Passage retenu
○ ○ ○ ○
Référence : 2010 CF 1028

[TRADUCTION FRANÇAISE CERTIFIÉE, NON RÉVISÉE]

Ottawa (Ontario), le 21 octobre 2010

En présence de monsieur le juge Phelan

 

 

ENTRE :

MICHAEL AARON SPIDEL

demandeur

et

 

CANADA (PROCUREUR GÉNÉRAL)

défenseur

 

MOTIFS DU JUGEMENT ET JUGEMENT

 

I.          INTRODUCTION

[1]               Michael Aaron Spidel, le demandeur, est incarcéré à l’établissement Ferndale (Ferndale), à Mission (Colombie-Britannique). Il sollicite le contrôle judiciaire d’une décision prise par un responsable de l’administration pénitentiaire, qui l’oblige à faire un choix entre deux emplois rémunérés, conformément à une politique de cet établissement selon laquelle aucun détenu ne peut occuper plus d’un poste rémunéré.

 

II.         LE CONTEXTE

[2]               En janvier 2009, le Comité des détenus de Ferndale a créé le nouveau poste de secrétaire-trésorier. Auparavant, ce Comité était formé de deux postes. Le troisième poste a été approuvé par le directeur de Ferndale.

 

[3]               À l’époque, le demandeur exerçait les fonctions de commis au développement social, qui était un poste rémunéré à Ferndale.

 

[4]               En juillet 2009, le demandeur a été élu par acclamation au nouveau poste de secrétaire-trésorier.

 

[5]               Le poste de secrétaire-trésorier tombait sous le coup de la directive du commissaire no 83, laquelle prescrit que tous les postes de cette nature doivent être occupés à temps plein et rémunérés comme tel.
○ ○ ○ ○
Items de données
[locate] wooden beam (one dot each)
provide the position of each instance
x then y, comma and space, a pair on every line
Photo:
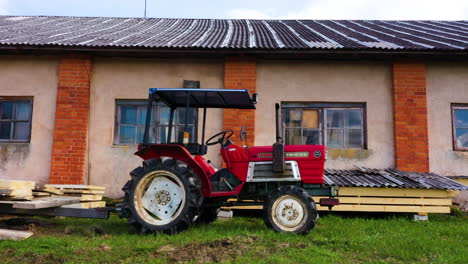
16, 192
391, 200
76, 186
97, 204
13, 184
395, 192
387, 208
45, 202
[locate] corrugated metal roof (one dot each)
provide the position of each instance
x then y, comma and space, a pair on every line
365, 177
233, 33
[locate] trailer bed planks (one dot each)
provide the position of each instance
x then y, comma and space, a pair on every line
396, 200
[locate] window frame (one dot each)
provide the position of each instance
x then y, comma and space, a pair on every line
155, 126
322, 108
13, 121
454, 136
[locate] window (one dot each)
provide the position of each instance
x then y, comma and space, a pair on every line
131, 118
332, 124
460, 126
15, 120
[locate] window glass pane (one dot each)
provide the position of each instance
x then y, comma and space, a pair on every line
6, 110
127, 135
128, 114
335, 138
141, 132
292, 117
311, 136
462, 138
164, 130
461, 118
335, 119
5, 130
22, 111
353, 138
310, 119
293, 136
164, 115
353, 118
21, 131
181, 114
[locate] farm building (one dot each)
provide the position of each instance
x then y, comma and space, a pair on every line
378, 94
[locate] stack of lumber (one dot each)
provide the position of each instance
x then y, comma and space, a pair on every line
90, 196
16, 190
28, 194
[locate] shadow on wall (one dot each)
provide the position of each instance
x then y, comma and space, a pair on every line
13, 155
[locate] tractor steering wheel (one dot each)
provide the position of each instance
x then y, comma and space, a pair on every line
220, 140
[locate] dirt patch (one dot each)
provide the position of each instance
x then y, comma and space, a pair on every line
216, 251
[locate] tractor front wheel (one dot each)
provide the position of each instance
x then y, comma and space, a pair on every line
290, 209
162, 197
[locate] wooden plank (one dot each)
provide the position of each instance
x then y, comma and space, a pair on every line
13, 184
88, 197
390, 200
76, 186
46, 202
16, 192
395, 192
97, 204
46, 188
16, 198
7, 234
366, 208
41, 194
67, 191
387, 208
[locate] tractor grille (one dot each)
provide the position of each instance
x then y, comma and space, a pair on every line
263, 172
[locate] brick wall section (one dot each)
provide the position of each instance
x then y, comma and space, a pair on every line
410, 114
240, 73
68, 165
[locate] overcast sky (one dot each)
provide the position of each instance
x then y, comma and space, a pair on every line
259, 9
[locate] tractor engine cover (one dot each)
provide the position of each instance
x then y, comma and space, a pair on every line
310, 159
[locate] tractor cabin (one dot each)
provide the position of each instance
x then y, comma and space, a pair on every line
388, 99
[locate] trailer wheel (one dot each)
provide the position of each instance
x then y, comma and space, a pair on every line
162, 197
290, 209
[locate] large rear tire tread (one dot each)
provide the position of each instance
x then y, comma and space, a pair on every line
310, 209
190, 209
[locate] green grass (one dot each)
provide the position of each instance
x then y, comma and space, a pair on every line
335, 239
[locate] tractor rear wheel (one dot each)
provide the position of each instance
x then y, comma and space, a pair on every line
162, 197
290, 209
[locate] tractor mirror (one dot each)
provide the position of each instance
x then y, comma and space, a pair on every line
255, 98
243, 133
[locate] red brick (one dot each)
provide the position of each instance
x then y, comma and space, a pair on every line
71, 120
410, 117
240, 73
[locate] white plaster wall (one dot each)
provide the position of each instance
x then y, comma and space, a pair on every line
34, 77
447, 83
296, 81
115, 78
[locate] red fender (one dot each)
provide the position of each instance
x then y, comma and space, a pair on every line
204, 171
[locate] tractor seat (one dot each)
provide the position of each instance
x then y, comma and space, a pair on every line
193, 148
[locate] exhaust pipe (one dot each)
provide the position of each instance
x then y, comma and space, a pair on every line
278, 147
279, 139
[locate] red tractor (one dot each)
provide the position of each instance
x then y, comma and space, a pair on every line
177, 187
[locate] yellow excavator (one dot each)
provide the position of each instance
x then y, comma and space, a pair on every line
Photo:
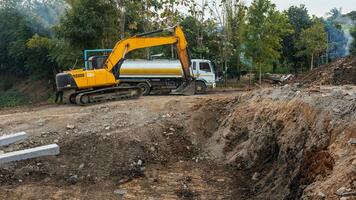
85, 86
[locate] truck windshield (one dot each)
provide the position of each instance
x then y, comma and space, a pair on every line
204, 66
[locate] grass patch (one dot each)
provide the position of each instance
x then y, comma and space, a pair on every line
12, 98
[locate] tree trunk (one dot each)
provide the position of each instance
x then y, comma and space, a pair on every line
260, 66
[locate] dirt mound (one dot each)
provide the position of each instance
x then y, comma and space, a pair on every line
266, 144
339, 72
280, 142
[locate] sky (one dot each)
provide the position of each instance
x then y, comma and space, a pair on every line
316, 7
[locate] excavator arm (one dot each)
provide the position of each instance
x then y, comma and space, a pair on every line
114, 61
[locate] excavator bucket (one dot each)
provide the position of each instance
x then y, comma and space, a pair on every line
187, 88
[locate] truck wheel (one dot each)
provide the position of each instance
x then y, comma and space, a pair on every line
145, 88
200, 87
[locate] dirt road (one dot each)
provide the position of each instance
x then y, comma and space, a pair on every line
283, 143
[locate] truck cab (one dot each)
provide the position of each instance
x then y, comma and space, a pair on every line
203, 71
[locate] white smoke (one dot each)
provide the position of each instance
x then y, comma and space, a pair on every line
347, 24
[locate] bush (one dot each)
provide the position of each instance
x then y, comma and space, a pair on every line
12, 98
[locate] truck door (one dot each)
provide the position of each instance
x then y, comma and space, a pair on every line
206, 72
194, 69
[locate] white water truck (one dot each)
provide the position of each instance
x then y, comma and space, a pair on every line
160, 75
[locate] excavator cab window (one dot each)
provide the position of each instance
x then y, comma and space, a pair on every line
205, 67
96, 62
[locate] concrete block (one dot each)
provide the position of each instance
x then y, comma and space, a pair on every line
48, 150
9, 139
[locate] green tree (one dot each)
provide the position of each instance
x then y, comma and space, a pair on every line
14, 32
40, 63
299, 19
353, 44
235, 27
265, 29
312, 42
90, 24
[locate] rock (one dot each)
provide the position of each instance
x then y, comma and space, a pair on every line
352, 141
168, 134
255, 176
81, 166
341, 191
139, 162
120, 192
70, 126
321, 194
336, 93
152, 149
73, 179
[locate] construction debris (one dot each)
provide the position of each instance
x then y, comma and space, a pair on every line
278, 78
48, 150
9, 139
52, 149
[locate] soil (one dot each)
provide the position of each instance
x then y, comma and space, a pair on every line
339, 72
272, 143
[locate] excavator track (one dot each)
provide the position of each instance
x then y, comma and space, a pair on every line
105, 94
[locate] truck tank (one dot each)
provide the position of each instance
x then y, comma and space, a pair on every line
151, 69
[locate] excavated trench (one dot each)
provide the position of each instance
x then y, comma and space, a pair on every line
269, 144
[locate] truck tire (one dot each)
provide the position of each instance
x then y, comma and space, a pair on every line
200, 87
125, 85
145, 88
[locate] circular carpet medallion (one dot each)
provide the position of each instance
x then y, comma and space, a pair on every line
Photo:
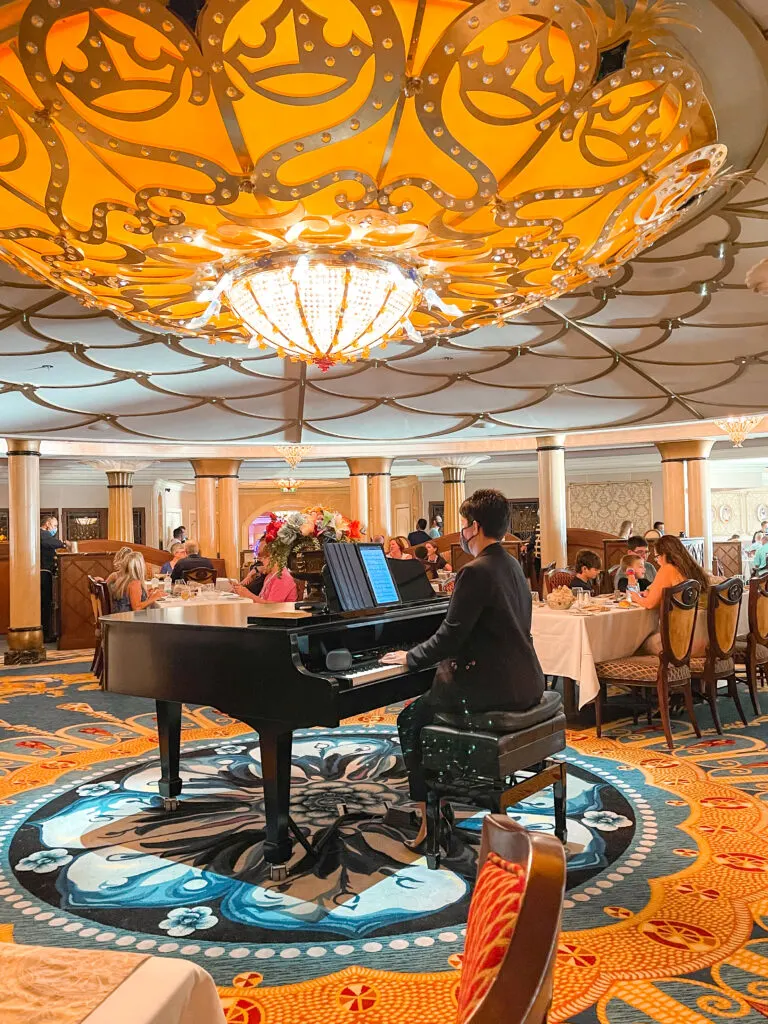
96, 858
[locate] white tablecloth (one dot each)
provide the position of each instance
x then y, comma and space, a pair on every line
162, 990
196, 602
569, 644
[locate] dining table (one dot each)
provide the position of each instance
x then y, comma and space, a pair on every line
570, 642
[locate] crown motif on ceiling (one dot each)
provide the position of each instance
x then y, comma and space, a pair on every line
324, 177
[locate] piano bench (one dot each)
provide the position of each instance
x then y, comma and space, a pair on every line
477, 758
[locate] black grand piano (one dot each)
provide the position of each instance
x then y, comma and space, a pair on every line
267, 666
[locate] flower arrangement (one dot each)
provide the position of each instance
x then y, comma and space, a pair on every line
307, 530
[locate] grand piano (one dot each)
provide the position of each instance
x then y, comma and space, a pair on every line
267, 666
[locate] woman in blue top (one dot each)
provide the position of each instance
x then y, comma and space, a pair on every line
127, 586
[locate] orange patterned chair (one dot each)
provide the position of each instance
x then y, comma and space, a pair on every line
513, 927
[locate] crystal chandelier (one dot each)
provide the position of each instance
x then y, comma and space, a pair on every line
324, 307
738, 428
293, 454
357, 172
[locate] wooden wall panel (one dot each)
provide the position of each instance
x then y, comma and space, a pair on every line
75, 614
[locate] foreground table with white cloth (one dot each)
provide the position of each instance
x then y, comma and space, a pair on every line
570, 643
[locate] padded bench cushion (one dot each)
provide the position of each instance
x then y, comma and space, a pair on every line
481, 755
505, 721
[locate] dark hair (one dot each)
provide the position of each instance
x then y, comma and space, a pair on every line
676, 554
588, 560
636, 542
489, 509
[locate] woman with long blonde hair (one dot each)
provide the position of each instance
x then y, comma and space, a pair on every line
127, 586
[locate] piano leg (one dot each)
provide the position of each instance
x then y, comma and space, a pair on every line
169, 736
275, 771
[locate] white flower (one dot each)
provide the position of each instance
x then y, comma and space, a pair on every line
97, 788
185, 920
605, 820
44, 861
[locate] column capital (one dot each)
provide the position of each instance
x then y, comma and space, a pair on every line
22, 445
119, 465
684, 451
455, 461
370, 467
216, 468
550, 442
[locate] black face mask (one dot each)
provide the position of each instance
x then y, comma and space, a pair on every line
464, 542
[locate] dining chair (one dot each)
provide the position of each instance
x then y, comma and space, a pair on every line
513, 927
751, 651
723, 605
100, 599
666, 673
201, 574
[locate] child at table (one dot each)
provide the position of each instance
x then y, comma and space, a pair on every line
587, 570
637, 564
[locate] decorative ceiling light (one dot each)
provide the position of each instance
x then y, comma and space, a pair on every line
293, 454
356, 172
738, 428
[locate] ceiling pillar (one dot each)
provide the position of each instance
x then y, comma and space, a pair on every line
379, 485
120, 488
552, 504
26, 632
685, 478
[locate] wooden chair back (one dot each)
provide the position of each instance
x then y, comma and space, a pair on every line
678, 621
724, 603
200, 573
758, 608
520, 988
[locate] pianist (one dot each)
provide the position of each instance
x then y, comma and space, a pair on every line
483, 649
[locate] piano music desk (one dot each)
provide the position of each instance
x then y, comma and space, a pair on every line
269, 674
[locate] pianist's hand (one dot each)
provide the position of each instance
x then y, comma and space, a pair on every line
394, 657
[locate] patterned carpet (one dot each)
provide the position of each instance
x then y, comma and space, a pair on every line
667, 911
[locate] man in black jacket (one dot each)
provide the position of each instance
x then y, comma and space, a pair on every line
483, 647
50, 543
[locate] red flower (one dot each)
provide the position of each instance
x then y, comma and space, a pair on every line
355, 534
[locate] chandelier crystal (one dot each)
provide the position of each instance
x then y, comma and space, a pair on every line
322, 176
324, 307
738, 428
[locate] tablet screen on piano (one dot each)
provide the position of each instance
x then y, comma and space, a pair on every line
379, 576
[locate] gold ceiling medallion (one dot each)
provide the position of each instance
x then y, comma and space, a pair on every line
738, 428
323, 177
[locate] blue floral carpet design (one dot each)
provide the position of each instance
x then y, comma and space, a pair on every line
89, 857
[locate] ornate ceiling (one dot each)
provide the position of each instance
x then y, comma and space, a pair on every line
674, 336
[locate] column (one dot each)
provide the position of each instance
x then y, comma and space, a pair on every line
26, 632
378, 474
358, 507
120, 488
674, 458
699, 495
205, 498
552, 505
454, 470
228, 509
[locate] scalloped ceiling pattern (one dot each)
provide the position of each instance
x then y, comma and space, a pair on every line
674, 336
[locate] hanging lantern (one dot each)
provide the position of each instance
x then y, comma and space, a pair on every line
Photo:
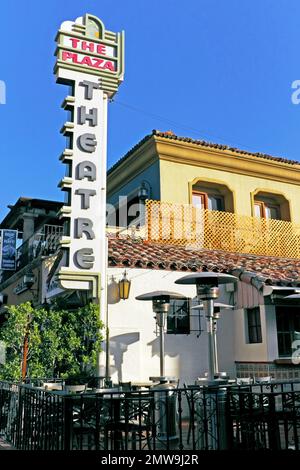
124, 287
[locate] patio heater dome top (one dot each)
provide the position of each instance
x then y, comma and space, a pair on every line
292, 297
160, 294
207, 278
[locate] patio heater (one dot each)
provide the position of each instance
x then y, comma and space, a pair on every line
166, 414
161, 306
213, 391
207, 285
216, 315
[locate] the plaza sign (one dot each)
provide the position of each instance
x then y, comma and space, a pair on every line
90, 61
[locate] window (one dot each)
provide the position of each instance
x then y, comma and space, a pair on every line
178, 319
213, 202
288, 328
254, 325
266, 210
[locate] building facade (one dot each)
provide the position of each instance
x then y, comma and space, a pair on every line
226, 211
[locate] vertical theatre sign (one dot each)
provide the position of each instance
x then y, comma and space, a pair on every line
90, 60
8, 255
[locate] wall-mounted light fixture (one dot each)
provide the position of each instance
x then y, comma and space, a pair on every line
144, 191
124, 287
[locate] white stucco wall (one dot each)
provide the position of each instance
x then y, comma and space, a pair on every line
134, 348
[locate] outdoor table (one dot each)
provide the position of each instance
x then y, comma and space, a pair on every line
138, 385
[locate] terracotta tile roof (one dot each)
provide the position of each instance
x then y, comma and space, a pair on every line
201, 143
132, 253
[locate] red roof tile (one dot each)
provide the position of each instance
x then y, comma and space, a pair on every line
202, 143
141, 254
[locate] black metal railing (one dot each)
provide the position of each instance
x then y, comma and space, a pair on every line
231, 417
45, 242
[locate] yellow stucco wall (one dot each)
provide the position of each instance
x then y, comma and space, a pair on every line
175, 179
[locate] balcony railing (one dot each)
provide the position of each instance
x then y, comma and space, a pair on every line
185, 225
42, 243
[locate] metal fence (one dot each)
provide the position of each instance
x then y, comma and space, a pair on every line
229, 417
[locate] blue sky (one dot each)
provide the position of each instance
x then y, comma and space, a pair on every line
210, 69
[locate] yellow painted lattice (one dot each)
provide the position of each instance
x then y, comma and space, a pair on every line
185, 225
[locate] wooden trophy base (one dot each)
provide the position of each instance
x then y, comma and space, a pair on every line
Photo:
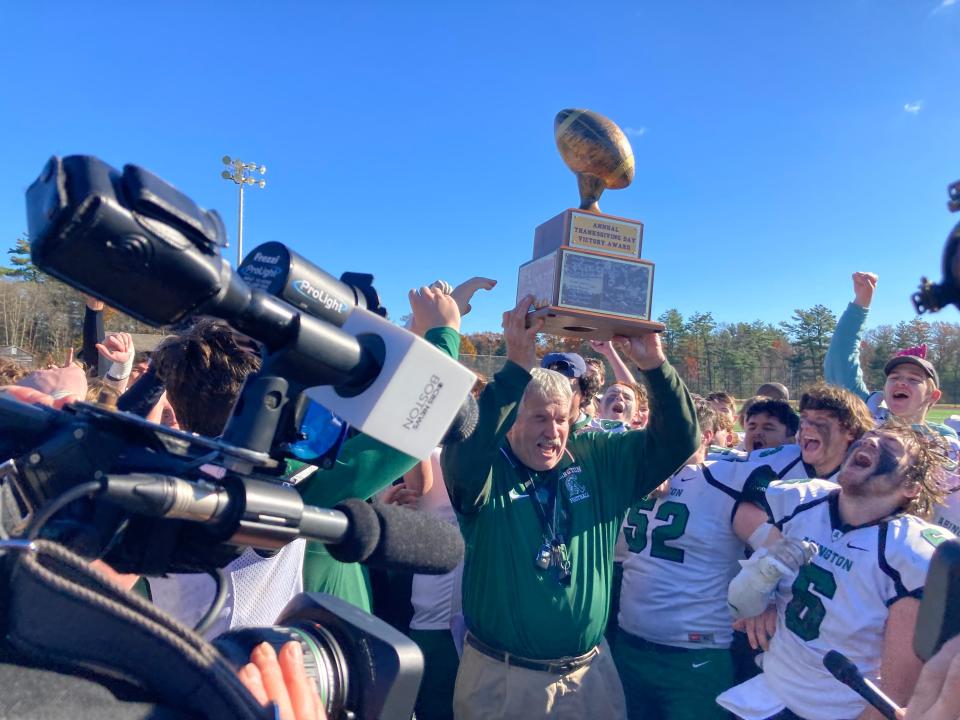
590, 325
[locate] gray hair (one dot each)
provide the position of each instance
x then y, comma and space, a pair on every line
548, 385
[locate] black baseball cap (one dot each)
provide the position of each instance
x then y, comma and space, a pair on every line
570, 364
920, 362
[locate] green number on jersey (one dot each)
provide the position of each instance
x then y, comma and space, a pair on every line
933, 536
638, 523
635, 531
805, 612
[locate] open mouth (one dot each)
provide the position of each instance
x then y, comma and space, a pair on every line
548, 447
862, 460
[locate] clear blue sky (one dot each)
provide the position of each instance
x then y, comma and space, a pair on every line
779, 145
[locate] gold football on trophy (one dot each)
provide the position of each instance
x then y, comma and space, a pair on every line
596, 150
○ ○ ○ ○
Objectif de la tâche
Recopiez mot pour mot l'intégralité de l'extrait du jugement, s'il vous plaît.

Réponse à l'exercice
Référence : 2010 CF 1028

[TRADUCTION FRANÇAISE CERTIFIÉE, NON RÉVISÉE]

Ottawa (Ontario), le 21 octobre 2010

En présence de monsieur le juge Phelan

 

 

ENTRE :

MICHAEL AARON SPIDEL

demandeur

et

 

CANADA (PROCUREUR GÉNÉRAL)

défenseur

 

MOTIFS DU JUGEMENT ET JUGEMENT

 

I.          INTRODUCTION

[1]               Michael Aaron Spidel, le demandeur, est incarcéré à l’établissement Ferndale (Ferndale), à Mission (Colombie-Britannique). Il sollicite le contrôle judiciaire d’une décision prise par un responsable de l’administration pénitentiaire, qui l’oblige à faire un choix entre deux emplois rémunérés, conformément à une politique de cet établissement selon laquelle aucun détenu ne peut occuper plus d’un poste rémunéré.

 

II.         LE CONTEXTE

[2]               En janvier 2009, le Comité des détenus de Ferndale a créé le nouveau poste de secrétaire-trésorier. Auparavant, ce Comité était formé de deux postes. Le troisième poste a été approuvé par le directeur de Ferndale.

 

[3]               À l’époque, le demandeur exerçait les fonctions de commis au développement social, qui était un poste rémunéré à Ferndale.

 

[4]               En juillet 2009, le demandeur a été élu par acclamation au nouveau poste de secrétaire-trésorier.

 

[5]               Le poste de secrétaire-trésorier tombait sous le coup de la directive du commissaire no 83, laquelle prescrit que tous les postes de cette nature doivent être occupés à temps plein et rémunérés comme tel.